- Natural language region descriptions:
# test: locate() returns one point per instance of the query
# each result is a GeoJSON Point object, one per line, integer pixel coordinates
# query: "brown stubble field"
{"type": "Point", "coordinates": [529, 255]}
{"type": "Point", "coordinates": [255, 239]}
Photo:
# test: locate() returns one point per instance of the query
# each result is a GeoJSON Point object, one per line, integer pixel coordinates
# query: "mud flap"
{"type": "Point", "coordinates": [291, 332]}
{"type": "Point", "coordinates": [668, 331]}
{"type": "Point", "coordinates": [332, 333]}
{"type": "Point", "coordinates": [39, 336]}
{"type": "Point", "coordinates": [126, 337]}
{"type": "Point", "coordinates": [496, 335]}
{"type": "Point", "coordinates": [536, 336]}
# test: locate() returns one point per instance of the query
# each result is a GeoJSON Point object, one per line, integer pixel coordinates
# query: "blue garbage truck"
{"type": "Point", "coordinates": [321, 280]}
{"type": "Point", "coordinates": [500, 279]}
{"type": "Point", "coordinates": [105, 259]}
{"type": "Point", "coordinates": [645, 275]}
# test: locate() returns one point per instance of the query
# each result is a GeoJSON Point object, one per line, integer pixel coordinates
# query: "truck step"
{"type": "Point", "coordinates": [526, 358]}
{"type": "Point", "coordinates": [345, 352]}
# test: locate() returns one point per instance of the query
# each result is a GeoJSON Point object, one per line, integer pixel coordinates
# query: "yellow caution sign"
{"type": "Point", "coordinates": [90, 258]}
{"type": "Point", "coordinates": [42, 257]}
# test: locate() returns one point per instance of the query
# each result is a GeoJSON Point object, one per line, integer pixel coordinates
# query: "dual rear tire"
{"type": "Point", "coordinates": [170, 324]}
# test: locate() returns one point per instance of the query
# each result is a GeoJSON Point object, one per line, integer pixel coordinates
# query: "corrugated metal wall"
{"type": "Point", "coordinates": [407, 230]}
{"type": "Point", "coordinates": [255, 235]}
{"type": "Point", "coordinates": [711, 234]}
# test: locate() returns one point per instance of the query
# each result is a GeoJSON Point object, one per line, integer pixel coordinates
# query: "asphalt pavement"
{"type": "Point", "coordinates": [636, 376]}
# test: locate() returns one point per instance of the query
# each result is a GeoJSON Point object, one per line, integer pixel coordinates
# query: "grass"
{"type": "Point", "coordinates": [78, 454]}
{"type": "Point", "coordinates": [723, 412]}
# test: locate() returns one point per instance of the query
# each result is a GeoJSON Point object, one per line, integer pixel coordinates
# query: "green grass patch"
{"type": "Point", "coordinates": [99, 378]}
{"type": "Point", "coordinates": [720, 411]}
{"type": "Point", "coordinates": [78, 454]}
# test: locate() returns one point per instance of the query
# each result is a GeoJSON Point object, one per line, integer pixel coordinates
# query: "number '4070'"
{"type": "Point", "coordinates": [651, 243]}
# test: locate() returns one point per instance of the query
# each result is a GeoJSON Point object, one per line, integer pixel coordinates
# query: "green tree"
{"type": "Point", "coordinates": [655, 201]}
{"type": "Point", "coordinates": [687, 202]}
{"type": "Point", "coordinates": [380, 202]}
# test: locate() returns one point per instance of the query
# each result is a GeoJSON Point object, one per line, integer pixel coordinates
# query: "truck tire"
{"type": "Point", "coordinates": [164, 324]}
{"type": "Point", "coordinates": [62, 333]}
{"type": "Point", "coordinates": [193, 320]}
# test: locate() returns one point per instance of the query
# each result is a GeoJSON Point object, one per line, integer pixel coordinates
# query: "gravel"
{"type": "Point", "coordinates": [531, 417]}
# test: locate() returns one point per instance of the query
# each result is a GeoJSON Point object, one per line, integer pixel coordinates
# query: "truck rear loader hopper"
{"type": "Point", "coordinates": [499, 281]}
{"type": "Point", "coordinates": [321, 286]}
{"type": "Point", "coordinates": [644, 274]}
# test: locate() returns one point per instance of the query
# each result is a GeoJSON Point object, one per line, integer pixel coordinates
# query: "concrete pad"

- TASK TO COMPLETE: Extract each entry in full, exactly as given.

- WORKED SOLUTION:
# test: locate() returns one point per instance of the query
# each result is a GeoJSON Point object, one per line, integer pixel coordinates
# query: "brown stubble field"
{"type": "Point", "coordinates": [529, 255]}
{"type": "Point", "coordinates": [255, 239]}
Photo:
# test: locate() returns one point per instance of the query
# each result is a GeoJSON Point object, one per line, integer pixel coordinates
# query: "mud flap"
{"type": "Point", "coordinates": [291, 332]}
{"type": "Point", "coordinates": [668, 331]}
{"type": "Point", "coordinates": [332, 333]}
{"type": "Point", "coordinates": [39, 336]}
{"type": "Point", "coordinates": [126, 337]}
{"type": "Point", "coordinates": [496, 335]}
{"type": "Point", "coordinates": [536, 336]}
# test: locate() returns one point per instance of the query
# each result is a GeoJSON Point object, one per line, integer pixel coordinates
# query: "blue garbage truck"
{"type": "Point", "coordinates": [321, 280]}
{"type": "Point", "coordinates": [500, 279]}
{"type": "Point", "coordinates": [105, 259]}
{"type": "Point", "coordinates": [645, 275]}
# test: locate() returns one point per instance of the query
# each result is a GeoJSON Point object, one per line, integer pixel coordinates
# query: "truck step"
{"type": "Point", "coordinates": [526, 358]}
{"type": "Point", "coordinates": [345, 352]}
# test: locate() returns one point per instance of the query
# each result is a GeoJSON Point object, one per line, integer pixel coordinates
# query: "yellow caution sign"
{"type": "Point", "coordinates": [90, 258]}
{"type": "Point", "coordinates": [42, 257]}
# test: locate() returns one point per instance of the query
# each result is a GeoJSON Point object, one per line, integer pixel coordinates
# query: "dual rear tire"
{"type": "Point", "coordinates": [170, 324]}
# test: locate() returns one point per instance of the query
# each result is a GeoJSON Point object, one per line, integer pixel coordinates
# query: "corrugated metal wall"
{"type": "Point", "coordinates": [407, 230]}
{"type": "Point", "coordinates": [255, 235]}
{"type": "Point", "coordinates": [711, 234]}
# test: locate() returns one point per instance of the query
# each result is a GeoJSON Point object, one per line, integer pixel coordinates
# query: "asphalt pavement"
{"type": "Point", "coordinates": [636, 376]}
# test: locate() returns one point per instance of the query
# each result is a GeoJSON Point object, one per line, integer pixel coordinates
# query: "grass"
{"type": "Point", "coordinates": [78, 454]}
{"type": "Point", "coordinates": [723, 412]}
# test: locate() returns one point per instance of the query
# each result is a GeoJSON Point object, one per line, integer pixel coordinates
# query: "green grass patch"
{"type": "Point", "coordinates": [99, 378]}
{"type": "Point", "coordinates": [720, 411]}
{"type": "Point", "coordinates": [78, 454]}
# test: locate() returns one point per instance of the query
# each result is a GeoJSON Point object, one per line, integer pixel coordinates
# query: "number '4070'"
{"type": "Point", "coordinates": [651, 243]}
# test: locate() returns one point per instance of the query
# each result is a GeoJSON Point object, one per line, integer pixel coordinates
# query: "green tree"
{"type": "Point", "coordinates": [655, 201]}
{"type": "Point", "coordinates": [687, 202]}
{"type": "Point", "coordinates": [380, 202]}
# test: locate() returns one point per instance of the query
# each result is a GeoJSON Point object, one per line, integer pixel coordinates
# query: "truck tire"
{"type": "Point", "coordinates": [164, 324]}
{"type": "Point", "coordinates": [62, 333]}
{"type": "Point", "coordinates": [193, 320]}
# test: locate() returns one point per instance of the query
# each result is a GeoJSON Point object, one per line, integer pixel coordinates
# query: "gravel"
{"type": "Point", "coordinates": [531, 417]}
# test: locate() returns one point per instance of the query
# each result is a GeoJSON Point object, one per line, integer pixel coordinates
# query: "truck rear loader hopper"
{"type": "Point", "coordinates": [499, 281]}
{"type": "Point", "coordinates": [321, 286]}
{"type": "Point", "coordinates": [644, 274]}
# test: locate() returns one point per instance of the query
# each result is a GeoJSON Point object, one per line, integer pixel coordinates
# query: "concrete pad"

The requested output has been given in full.